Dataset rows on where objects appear
^^^^^^^^^^^^^^^^

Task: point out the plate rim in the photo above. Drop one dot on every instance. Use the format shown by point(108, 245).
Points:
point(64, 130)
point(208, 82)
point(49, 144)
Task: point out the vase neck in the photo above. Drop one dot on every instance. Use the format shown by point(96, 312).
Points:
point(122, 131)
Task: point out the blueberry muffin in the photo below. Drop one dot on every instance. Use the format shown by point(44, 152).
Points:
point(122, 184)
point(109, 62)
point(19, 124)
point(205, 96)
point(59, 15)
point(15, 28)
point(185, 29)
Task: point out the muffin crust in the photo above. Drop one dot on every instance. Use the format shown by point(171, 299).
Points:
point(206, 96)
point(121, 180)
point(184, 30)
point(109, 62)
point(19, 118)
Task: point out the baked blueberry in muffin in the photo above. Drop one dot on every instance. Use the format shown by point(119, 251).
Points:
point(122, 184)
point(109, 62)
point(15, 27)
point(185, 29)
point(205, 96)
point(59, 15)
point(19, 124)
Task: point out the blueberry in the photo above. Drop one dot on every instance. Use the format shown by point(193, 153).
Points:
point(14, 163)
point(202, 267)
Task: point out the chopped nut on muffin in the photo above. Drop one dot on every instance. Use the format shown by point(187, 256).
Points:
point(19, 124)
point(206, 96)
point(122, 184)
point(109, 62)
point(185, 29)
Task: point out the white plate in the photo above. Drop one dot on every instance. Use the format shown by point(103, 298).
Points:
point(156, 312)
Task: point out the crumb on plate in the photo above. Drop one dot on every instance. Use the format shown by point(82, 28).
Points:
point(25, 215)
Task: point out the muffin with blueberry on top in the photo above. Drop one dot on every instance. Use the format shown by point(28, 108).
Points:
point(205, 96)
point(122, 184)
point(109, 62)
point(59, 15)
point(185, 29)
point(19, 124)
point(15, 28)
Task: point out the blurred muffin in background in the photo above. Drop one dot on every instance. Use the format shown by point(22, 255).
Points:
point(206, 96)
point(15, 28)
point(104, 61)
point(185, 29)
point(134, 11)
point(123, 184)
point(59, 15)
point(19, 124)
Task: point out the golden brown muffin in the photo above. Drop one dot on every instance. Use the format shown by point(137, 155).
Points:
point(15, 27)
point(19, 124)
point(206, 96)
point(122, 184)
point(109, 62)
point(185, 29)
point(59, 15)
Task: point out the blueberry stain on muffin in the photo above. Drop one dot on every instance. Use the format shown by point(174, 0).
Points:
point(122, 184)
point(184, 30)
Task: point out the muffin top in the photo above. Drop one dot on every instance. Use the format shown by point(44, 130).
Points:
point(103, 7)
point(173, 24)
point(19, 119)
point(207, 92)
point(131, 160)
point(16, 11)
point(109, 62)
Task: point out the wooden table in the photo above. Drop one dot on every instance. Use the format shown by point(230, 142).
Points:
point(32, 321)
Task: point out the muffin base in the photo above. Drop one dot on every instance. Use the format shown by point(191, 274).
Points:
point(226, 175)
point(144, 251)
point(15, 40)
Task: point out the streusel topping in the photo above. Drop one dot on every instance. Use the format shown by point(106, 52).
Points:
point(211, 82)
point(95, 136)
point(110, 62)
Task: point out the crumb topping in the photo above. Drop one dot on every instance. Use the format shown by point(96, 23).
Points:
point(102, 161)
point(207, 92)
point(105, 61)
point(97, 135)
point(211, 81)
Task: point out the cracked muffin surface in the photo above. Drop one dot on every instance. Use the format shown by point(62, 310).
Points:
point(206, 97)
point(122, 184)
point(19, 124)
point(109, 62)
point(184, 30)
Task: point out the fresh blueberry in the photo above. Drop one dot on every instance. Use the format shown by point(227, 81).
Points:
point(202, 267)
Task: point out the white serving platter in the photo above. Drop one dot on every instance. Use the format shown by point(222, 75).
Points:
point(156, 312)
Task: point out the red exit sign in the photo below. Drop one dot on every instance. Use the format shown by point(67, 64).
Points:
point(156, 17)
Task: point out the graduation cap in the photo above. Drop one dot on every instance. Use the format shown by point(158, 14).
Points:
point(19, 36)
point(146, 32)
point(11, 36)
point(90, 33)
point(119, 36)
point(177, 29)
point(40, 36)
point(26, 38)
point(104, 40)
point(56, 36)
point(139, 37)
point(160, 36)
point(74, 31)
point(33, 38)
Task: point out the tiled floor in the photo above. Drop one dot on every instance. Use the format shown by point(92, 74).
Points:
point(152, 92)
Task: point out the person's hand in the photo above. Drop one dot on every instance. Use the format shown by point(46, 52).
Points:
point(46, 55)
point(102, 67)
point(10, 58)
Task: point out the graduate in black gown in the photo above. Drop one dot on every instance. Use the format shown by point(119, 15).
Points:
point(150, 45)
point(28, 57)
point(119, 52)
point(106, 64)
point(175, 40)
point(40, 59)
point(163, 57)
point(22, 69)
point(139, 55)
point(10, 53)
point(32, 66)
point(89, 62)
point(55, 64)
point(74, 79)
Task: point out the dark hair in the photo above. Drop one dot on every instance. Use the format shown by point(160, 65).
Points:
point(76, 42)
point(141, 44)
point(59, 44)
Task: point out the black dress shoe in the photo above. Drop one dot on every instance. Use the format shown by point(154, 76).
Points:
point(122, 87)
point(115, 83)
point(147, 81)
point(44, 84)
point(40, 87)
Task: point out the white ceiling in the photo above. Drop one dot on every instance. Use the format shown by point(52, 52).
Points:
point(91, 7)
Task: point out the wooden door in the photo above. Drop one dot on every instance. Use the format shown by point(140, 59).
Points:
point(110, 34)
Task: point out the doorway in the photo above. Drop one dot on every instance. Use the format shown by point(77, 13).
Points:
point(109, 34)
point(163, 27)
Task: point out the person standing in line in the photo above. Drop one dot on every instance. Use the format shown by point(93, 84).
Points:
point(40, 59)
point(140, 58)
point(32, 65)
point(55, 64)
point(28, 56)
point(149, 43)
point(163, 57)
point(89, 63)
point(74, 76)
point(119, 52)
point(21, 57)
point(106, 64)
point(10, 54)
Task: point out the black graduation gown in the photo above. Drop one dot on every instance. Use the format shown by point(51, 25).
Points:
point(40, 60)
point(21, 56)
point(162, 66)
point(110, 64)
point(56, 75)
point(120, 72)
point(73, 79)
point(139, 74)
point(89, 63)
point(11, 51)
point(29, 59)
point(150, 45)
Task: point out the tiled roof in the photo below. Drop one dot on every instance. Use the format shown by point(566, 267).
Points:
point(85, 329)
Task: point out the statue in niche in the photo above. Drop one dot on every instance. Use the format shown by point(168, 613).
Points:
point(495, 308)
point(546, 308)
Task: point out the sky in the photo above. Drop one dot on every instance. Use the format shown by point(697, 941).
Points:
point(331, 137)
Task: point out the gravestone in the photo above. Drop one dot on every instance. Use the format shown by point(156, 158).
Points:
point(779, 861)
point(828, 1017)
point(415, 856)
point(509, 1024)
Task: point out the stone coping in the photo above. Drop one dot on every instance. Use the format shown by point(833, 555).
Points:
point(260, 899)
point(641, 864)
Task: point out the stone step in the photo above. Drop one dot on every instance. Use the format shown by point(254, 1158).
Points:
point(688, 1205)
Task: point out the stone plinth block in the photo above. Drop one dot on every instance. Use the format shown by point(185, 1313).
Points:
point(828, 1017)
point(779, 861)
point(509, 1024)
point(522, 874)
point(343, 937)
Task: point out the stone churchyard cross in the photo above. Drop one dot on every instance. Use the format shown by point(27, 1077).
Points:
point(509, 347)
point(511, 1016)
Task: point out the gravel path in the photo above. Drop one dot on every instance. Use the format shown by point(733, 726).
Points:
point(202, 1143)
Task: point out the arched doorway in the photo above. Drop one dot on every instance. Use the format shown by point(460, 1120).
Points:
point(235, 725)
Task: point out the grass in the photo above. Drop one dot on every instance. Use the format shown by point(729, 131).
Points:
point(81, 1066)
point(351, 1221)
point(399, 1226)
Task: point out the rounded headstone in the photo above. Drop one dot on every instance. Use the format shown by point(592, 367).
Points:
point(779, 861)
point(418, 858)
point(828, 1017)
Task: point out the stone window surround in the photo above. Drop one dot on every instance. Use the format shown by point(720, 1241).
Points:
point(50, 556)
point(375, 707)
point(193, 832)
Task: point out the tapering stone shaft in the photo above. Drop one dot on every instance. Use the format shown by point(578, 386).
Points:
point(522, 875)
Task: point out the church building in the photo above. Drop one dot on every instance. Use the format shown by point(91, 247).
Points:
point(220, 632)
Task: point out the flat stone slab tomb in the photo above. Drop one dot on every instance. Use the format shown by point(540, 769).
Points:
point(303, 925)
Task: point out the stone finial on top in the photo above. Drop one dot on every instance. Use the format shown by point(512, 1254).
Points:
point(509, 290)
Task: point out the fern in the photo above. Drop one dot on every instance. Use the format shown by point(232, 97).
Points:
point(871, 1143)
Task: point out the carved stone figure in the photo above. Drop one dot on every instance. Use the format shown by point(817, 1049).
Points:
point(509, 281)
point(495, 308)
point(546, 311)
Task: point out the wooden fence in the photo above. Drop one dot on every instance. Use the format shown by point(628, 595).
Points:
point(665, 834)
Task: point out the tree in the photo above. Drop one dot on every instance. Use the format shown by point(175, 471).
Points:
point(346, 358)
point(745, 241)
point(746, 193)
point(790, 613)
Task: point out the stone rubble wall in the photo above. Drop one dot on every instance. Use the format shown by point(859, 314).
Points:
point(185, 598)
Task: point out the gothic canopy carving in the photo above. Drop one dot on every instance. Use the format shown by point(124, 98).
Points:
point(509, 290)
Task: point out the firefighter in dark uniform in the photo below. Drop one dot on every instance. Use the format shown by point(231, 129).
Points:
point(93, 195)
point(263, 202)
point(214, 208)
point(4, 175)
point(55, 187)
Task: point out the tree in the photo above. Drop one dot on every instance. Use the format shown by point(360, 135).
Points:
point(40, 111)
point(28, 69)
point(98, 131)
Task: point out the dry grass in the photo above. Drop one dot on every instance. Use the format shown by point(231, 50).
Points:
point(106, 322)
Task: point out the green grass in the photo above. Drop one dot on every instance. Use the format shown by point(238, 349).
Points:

^^^^^^^^^^^^^^^^

[THE EXERCISE]:
Please lay out the entries from the line with "Task: point out the blueberry muffin" to the line with "point(25, 215)" as a two-column CSV headed instruction and response, one row per entry: its text under instruction and its answer under response, each field in quotes with line breaks turned into spaces.

[REPLY TO THE TASK]:
instruction,response
"Task: point out the blueberry muffin in the photo below. Drop one dot on every instance. Use the format shown by point(44, 152). Points:","point(122, 184) point(109, 62) point(19, 124) point(205, 96) point(59, 15) point(15, 28) point(185, 29)"
"Task: point out the muffin crust in the photo above. Drop one dot on every instance. Use the format shown by point(171, 299). Points:","point(206, 96) point(121, 180) point(184, 30) point(109, 62) point(19, 118)"
"Task: point out the baked blueberry in muffin in the photo above. Drop one dot on every instance. Use the format shown by point(119, 251). Points:","point(122, 184) point(109, 62) point(15, 27) point(185, 29) point(205, 96) point(59, 15) point(19, 124)"
"Task: point out the blueberry in the photo above. Drop one dot on every instance. Use the format shown by point(193, 153). Points:","point(14, 163) point(202, 267)"
"Task: point out the chopped nut on muffin in the photo above. Drop one dot on every instance. Use the format shown by point(187, 256). Points:","point(19, 124) point(206, 96) point(122, 184) point(109, 62) point(185, 29)"
"Task: point out the white plate in the photo above. Drop one dot on every instance. Use the format shown by point(103, 298). Points:","point(156, 312)"
"Task: point out the crumb on plate in the photo above. Drop one dot on every instance. Use the format shown by point(82, 28). Points:","point(25, 215)"